* _Directions for this task_: Lines from the line with "Target: the front door" to the line with "[indicate] the tree" in the entries below, and only those, must be output exactly, with both ends included.

* _Stored entries_:
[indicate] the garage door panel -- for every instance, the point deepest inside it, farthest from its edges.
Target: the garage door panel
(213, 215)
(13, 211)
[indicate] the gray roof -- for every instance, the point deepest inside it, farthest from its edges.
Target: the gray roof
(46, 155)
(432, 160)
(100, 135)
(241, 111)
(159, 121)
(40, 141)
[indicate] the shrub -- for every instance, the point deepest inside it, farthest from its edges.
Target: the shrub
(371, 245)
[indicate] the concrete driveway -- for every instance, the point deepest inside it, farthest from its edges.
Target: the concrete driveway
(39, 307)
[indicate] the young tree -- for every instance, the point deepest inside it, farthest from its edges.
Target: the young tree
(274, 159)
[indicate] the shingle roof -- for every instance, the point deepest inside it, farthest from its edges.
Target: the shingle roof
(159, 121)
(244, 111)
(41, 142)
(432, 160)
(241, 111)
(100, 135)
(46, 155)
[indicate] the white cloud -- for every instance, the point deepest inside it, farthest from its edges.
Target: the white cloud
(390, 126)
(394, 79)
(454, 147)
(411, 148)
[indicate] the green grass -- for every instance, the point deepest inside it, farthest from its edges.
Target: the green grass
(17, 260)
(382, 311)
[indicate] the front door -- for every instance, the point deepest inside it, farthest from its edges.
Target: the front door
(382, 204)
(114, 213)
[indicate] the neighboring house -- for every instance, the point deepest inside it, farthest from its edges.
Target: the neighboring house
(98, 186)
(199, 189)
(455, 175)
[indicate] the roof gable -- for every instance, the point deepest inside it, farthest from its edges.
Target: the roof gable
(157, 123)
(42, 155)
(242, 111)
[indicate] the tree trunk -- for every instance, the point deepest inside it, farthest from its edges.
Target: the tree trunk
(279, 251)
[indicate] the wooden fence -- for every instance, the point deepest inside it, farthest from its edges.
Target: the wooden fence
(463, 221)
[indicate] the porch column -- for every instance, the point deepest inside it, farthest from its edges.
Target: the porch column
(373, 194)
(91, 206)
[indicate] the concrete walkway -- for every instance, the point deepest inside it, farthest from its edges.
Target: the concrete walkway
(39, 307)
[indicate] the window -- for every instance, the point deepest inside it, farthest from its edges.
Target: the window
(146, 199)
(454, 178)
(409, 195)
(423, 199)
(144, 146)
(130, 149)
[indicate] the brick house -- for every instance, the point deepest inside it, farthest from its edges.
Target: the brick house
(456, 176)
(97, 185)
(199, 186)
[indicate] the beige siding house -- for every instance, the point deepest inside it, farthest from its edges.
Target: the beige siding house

* _Solution to this exercise_:
Target: the front door
(382, 204)
(114, 213)
[indicate] the neighboring house -- for every instance, the point deepest inside it, farthest from its edges.
Target: the neighboring house
(98, 186)
(199, 189)
(455, 175)
[indicate] the roof gable -- for every instance, the point deepest inside it, farthest from its edges.
Target: the roof gable
(157, 123)
(42, 155)
(242, 111)
[indicate] the tree trunk -- for every instance, the point deepest inside it, farthest from its edges.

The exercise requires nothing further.